PAGE EXCERPT:
— Begin —

On 23/11/14 22:54, Chris Angelico wrote:
On Mon, Nov 24, 2014 at 7:18 AM, Mark Shannon <m...@hotpy.org> wrote:
Hi,

I have serious concerns about this PEP, and would ask you to reconsider it.

Hoping I'm not out of line in responding here, as PEP author. Some of
your concerns (eg "5 days is too short") are clearly for Guido, not
me, but perhaps I can respond to the rest of it.

[ Very short summary:
     Generators are not the problem. It is the naive use of next() in an
iterator that is the problem. (Note that all the examples involve calls to
next()).
     Change next() rather than fiddling with generators.
]

StopIteration is not a normal exception, indicating a problem, rather it
exists to signal exhaustion of an iterator.
However, next() raises StopIteration for an exhausted iterator, which really
is an error.
Any iterator code (generator or __next__ method) that calls next() treats
the StopIteration as a normal exception and propogates it.
The controlling loop then interprets StopIteration as a signal to stop and
thus stops.
*The problem is the implicit shift from signal to error and back to signal.*

The situation is this: Both __next__ and next() need the capability to
return literally any object at all. (I raised a hypothetical
possibility of some sort of sentinel object, but for such a sentinel
to be useful, it will need to have a name, which means that *by
definition* that object would have to come up when iterating over the
.values() of some namespace.) They both also need to be able to
indicate a lack of return value. This means that either they return a
(success, value) tuple, or they have some other means of signalling
exhaustion.

You are grouping next() and it.__next__() together, but they are different.

— End —

EXERCISE MATERIALS:

— Begin —

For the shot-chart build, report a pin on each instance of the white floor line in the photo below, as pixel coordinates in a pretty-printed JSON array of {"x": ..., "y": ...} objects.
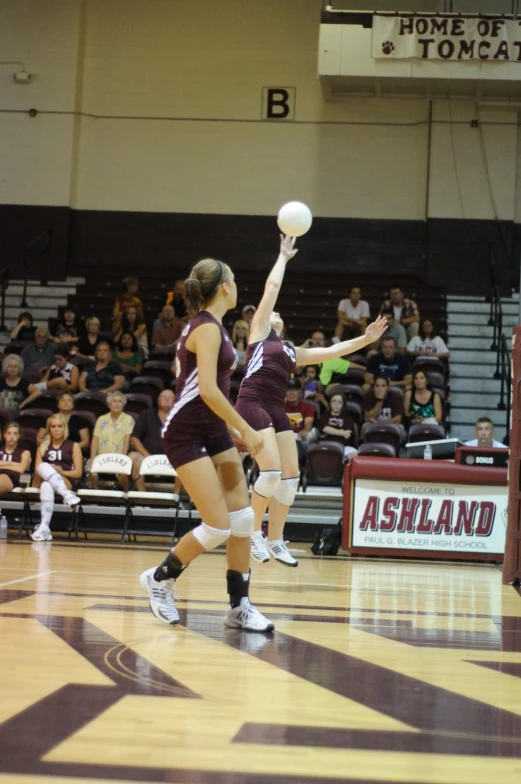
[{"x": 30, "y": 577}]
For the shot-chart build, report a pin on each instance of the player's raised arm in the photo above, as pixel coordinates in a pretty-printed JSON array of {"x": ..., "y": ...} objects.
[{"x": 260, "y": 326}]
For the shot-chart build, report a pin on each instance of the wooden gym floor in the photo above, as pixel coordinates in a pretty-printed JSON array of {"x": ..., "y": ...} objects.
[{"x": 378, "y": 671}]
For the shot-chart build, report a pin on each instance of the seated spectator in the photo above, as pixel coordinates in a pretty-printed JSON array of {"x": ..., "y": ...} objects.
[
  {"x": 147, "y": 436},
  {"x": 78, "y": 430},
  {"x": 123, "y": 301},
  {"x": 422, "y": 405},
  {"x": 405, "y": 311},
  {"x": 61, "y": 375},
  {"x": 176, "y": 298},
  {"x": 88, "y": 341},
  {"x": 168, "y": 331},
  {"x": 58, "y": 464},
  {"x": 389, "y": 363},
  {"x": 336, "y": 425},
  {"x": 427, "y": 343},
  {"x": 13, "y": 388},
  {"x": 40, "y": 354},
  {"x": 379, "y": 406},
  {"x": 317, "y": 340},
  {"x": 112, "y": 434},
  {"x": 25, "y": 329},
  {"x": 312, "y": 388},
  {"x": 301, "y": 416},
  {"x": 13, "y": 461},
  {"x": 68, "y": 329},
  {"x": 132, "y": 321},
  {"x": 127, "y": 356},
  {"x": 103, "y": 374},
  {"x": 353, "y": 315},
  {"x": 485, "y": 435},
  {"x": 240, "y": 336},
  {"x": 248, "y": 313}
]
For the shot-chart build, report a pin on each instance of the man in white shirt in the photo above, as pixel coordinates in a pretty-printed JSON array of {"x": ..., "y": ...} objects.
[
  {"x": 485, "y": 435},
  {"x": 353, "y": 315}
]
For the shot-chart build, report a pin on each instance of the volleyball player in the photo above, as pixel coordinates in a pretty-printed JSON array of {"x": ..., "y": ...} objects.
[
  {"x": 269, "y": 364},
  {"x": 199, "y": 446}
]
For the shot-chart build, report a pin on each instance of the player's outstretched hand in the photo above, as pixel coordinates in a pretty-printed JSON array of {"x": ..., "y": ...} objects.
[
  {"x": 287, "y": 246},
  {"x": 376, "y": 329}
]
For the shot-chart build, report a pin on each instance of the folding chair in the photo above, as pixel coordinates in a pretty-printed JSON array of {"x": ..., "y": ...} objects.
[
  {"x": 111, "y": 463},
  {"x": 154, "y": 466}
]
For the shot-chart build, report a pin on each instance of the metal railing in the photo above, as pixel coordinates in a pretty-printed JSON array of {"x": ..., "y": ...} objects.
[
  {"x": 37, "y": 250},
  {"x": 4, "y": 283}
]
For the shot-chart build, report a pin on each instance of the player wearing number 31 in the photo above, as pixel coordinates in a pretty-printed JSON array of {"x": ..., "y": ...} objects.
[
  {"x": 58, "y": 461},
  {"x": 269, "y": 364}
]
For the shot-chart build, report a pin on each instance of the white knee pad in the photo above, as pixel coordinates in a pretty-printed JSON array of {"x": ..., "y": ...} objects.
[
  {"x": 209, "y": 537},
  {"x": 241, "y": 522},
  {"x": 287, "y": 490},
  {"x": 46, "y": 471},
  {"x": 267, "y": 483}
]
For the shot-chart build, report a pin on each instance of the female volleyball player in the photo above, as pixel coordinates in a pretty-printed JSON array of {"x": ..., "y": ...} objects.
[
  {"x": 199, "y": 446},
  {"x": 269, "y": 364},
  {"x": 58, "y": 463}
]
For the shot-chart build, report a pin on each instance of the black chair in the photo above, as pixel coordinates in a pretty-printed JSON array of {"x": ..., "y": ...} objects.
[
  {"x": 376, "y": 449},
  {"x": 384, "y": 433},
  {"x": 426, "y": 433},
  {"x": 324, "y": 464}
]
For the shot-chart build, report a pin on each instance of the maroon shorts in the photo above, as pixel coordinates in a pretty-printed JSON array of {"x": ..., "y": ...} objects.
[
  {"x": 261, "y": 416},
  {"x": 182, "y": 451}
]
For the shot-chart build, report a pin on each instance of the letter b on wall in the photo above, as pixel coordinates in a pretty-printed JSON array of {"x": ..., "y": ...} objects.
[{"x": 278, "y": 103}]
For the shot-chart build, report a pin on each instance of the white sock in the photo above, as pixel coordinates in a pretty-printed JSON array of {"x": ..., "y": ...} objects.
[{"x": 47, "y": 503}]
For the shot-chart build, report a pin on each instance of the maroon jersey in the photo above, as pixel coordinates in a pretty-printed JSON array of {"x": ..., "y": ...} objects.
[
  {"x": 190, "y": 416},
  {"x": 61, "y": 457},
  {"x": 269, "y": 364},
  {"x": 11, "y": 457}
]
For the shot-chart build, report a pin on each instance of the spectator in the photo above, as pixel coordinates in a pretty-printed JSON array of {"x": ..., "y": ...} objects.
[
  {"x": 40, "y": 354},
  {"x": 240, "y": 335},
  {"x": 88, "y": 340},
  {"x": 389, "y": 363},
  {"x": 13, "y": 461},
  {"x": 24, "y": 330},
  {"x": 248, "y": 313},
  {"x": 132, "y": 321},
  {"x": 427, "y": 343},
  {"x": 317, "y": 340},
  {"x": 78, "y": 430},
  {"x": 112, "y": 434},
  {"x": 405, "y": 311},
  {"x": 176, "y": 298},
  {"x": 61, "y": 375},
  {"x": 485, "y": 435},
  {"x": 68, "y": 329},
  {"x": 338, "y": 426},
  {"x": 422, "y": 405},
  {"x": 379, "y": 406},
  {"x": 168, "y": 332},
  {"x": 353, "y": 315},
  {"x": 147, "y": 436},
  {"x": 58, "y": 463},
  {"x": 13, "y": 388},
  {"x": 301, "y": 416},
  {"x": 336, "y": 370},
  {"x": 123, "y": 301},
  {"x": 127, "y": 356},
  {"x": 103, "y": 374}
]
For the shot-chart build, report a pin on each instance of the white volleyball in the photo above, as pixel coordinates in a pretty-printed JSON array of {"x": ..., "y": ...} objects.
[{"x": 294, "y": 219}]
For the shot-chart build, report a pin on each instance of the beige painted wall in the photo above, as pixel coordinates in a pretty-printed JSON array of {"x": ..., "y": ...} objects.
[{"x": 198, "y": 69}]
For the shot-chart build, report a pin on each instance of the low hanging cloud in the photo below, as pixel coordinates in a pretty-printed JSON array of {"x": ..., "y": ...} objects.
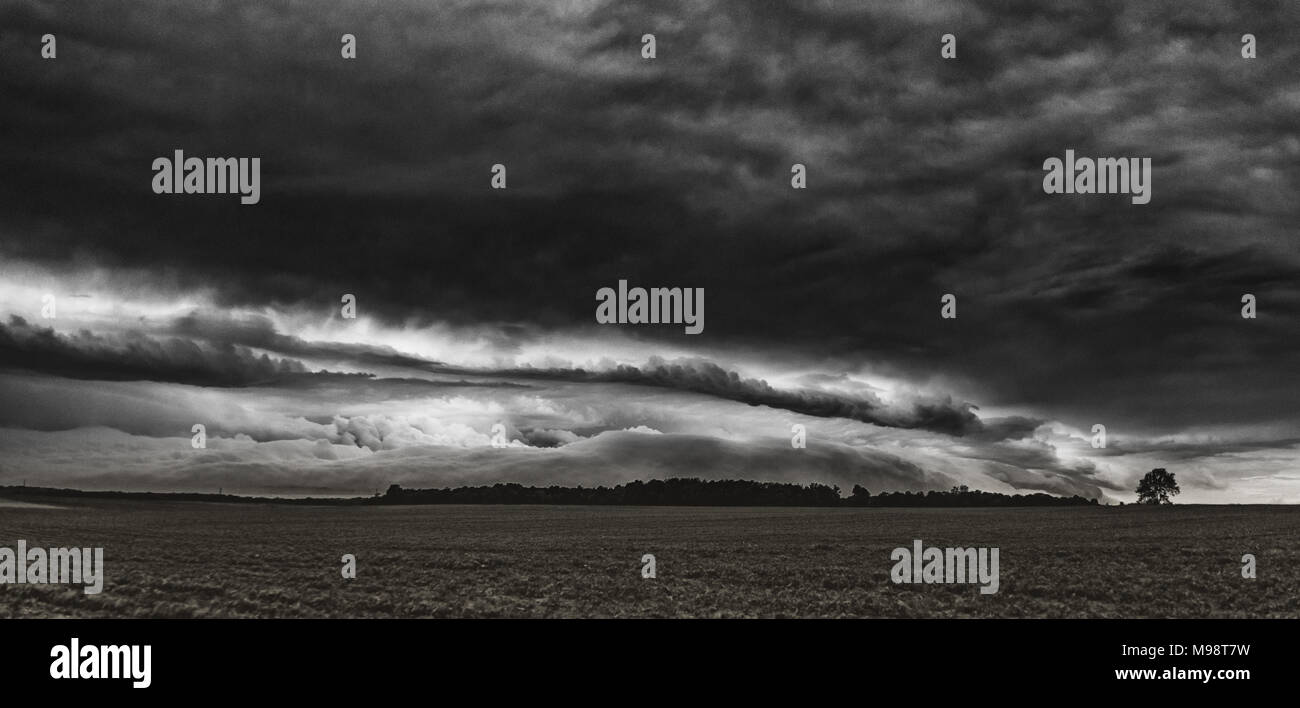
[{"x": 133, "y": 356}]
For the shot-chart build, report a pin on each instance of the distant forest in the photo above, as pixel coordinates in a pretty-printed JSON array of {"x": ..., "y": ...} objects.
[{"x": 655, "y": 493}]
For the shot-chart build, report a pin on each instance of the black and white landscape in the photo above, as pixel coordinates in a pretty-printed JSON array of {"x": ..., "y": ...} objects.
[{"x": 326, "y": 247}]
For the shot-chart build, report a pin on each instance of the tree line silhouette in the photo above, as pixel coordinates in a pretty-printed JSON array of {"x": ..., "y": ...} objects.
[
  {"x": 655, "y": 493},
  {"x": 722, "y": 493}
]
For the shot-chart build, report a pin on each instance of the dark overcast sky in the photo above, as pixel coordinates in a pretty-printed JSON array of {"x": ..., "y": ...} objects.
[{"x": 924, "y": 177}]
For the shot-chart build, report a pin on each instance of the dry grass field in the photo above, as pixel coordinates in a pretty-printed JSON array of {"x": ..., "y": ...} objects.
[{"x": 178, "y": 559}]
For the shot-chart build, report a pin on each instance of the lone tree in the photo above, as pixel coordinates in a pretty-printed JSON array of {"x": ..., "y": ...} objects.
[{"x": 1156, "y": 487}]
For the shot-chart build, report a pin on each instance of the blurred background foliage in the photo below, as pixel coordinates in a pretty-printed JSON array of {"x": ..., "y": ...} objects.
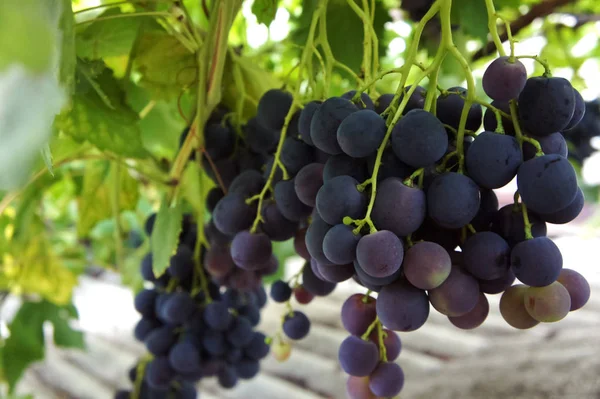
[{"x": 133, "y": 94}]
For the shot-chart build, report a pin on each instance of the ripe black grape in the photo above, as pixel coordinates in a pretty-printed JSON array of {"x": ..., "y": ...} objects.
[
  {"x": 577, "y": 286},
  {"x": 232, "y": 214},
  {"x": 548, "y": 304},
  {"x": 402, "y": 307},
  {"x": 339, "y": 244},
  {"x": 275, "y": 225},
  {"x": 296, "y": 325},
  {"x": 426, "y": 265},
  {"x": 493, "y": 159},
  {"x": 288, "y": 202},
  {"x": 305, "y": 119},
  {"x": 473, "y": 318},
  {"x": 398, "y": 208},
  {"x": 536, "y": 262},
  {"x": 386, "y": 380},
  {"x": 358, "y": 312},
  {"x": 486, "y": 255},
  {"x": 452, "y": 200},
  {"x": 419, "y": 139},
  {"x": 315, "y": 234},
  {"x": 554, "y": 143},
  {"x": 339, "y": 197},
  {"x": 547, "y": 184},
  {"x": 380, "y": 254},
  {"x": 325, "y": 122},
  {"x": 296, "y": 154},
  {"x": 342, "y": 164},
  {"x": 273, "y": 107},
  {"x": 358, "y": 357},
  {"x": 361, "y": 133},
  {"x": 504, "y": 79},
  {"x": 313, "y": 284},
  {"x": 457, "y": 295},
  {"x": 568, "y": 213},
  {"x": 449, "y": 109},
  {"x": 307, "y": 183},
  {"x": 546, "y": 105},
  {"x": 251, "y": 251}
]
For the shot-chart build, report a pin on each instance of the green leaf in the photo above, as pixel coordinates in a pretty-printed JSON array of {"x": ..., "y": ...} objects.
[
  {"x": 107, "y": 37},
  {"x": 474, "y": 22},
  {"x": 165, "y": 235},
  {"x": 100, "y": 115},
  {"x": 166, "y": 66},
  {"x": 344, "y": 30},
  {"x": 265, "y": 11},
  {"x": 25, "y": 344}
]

— End —

TASKS TO COMPLETE:
- A) Turn the listing, from the line containing "of the green" through its final line, into a JSON list of strings with one string per line, leaving out blank lines.
- B) Go on with the email discussion of StopIteration and next(), starting right after its last sentence.

RESPONSE LIST:
- A)
[
  "For the shot-chart build, report a pin on each instance of the green leaf in the photo above, as pixel coordinates in a pretty-printed JSON array of {\"x\": ..., \"y\": ...} objects.",
  "[",
  "  {\"x\": 107, \"y\": 37},",
  "  {\"x\": 474, \"y\": 22},",
  "  {\"x\": 165, \"y\": 235},",
  "  {\"x\": 100, \"y\": 115},",
  "  {\"x\": 166, \"y\": 66},",
  "  {\"x\": 344, \"y\": 30},",
  "  {\"x\": 265, \"y\": 11},",
  "  {\"x\": 25, \"y\": 344}",
  "]"
]

- B)
I think we agree that the __next__() method is part of the iterator protocol and should raise StopIteration. There is no fundamental reason why next(), the builtin function, should raise StopIteration, just because __next__(), the method, does. Many xxx() functions that wrap __xxx__() methods add additional functionality.

Consider max() or min(). Both of these methods take an iterable and if that iterable is empty they raise a ValueError.
If next() did likewise then the original example that motivates this PEP
would not be a problem.


I'm not sure what you mean by your "However" above. In both __next__
and next(), this is a signal; it becomes an error as soon as you call
next() and don't cope adequately with the signal, just as KeyError is
an error.

2. The proposed solution does not address this issue at all, but rather
legislates against generators raising StopIteration.

Because that's the place where a StopIteration will cause a silent
behavioral change, instead of cheerily bubbling up to top-level and
printing a traceback.
I must disagree. It is the FOR_ITER bytecode (implementing a loop or comprehension) that "silently" converts a StopIteration exception into a branch.

I think the generator's __next__() method handling of exceptions is correct; it propogates them, like most other code.


3. Generators and the iterator protocol were introduced in Python 2.2, 13
years ago.
For all of that time the iterator protocol has been defined by the
__iter__(), next()/__next__() methods and the use of StopIteration to
terminate iteration.

Generators are a way to write iterators without the clunkiness of explicit
__iter__() and next()/__next__() methods, but have always obeyed the same
protocol as all other iterators. This has allowed code to rewritten from one
form to the other whenever desired.

Do not forget that despite the addition of the send() and throw() methods
and their secondary role as coroutines, generators have primarily always
been a clean and elegant way of writing iterators.

This question has been raised several times; there is a distinct
difference between __iter__() and __next__(), and it is only the
I just mentioned __iter__ as it is part of the protocol, I agree that __next__ is relevant method.
latter which is aware of StopIteration. Compare these three classes:

class X:
     def __init__(self): self.state=0
     def __iter__(self): return self
     def __next__(self):
         if self.state == 3: raise StopIteration
         self.state += 1
         return self.state

class Y:
     def __iter__(self):
         return iter([1,2,3])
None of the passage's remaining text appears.